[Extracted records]
+++

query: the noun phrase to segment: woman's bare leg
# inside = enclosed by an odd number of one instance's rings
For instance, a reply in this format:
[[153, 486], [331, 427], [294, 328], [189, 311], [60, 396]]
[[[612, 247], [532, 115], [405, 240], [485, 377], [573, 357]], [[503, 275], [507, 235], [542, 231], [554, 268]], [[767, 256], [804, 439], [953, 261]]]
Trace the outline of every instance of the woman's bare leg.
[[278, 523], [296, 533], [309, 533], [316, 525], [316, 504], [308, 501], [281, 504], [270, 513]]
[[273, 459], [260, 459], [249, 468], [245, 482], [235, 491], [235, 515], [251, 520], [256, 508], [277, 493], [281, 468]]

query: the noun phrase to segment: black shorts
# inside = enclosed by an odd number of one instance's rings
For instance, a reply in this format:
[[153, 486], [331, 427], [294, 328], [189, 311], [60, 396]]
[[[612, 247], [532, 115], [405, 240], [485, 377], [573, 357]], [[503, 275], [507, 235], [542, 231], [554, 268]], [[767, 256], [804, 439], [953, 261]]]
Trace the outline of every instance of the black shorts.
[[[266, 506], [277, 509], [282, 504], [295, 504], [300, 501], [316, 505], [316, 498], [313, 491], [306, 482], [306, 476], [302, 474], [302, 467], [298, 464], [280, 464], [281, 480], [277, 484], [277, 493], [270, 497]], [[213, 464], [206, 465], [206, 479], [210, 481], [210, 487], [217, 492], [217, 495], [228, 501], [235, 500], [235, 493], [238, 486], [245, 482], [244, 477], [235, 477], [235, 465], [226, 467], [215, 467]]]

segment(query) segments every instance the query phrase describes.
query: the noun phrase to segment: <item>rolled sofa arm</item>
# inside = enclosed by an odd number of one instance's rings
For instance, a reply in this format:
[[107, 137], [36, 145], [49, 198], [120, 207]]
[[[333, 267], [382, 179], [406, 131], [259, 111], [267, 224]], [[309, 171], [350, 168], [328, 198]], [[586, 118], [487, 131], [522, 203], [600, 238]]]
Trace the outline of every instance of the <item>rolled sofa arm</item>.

+++

▸ **Your task**: Your reply should be all of the data, returned exactly.

▸ **Written solution**:
query: the noun phrase to segment: woman's bare leg
# inside = enclosed by an odd number of one instance's rings
For instance, a reply in this format:
[[153, 486], [331, 427], [294, 328], [189, 311], [60, 396]]
[[[612, 247], [532, 115], [405, 240], [485, 377], [573, 357]], [[503, 275], [507, 235], [542, 231], [554, 268]], [[767, 256], [804, 439], [953, 261]]]
Trace the outline of every instance of the woman's bare leg.
[[278, 523], [296, 533], [309, 533], [316, 525], [316, 504], [308, 501], [281, 504], [270, 513]]
[[273, 459], [260, 459], [249, 468], [245, 482], [235, 491], [235, 515], [251, 520], [256, 508], [277, 493], [281, 468]]

query: the noun phrase to segment: black shorts
# inside = enclosed by an odd number of one instance's rings
For instance, a reply in this format:
[[153, 486], [331, 427], [294, 328], [189, 311], [60, 396]]
[[[612, 247], [532, 115], [405, 240], [485, 377], [573, 357]], [[503, 275], [507, 235], [542, 231], [554, 268]], [[767, 256], [804, 439], [953, 261]]]
Trace the outline of every instance of the black shorts.
[[[266, 506], [277, 509], [282, 504], [295, 504], [300, 501], [316, 505], [316, 498], [313, 491], [306, 482], [306, 476], [302, 474], [302, 467], [298, 464], [280, 464], [281, 480], [277, 484], [277, 493], [270, 497]], [[213, 464], [206, 465], [206, 479], [210, 481], [210, 487], [217, 492], [217, 495], [228, 501], [235, 500], [235, 493], [238, 486], [245, 482], [244, 477], [235, 477], [235, 465], [226, 467], [215, 467]]]

segment(query) segments every instance the query phrase describes.
query: the noun phrase to segment: <item>rolled sofa arm</item>
# inside = enclosed by an odd number of one instance's rings
For instance, a reply in this format:
[[107, 137], [36, 145], [49, 198], [120, 207]]
[[[333, 267], [382, 179], [406, 131], [259, 111], [267, 224]], [[309, 171], [350, 168], [328, 198]], [[586, 118], [487, 131], [522, 203], [600, 238]]]
Trace the outline of every instance of the <item>rolled sofa arm</item>.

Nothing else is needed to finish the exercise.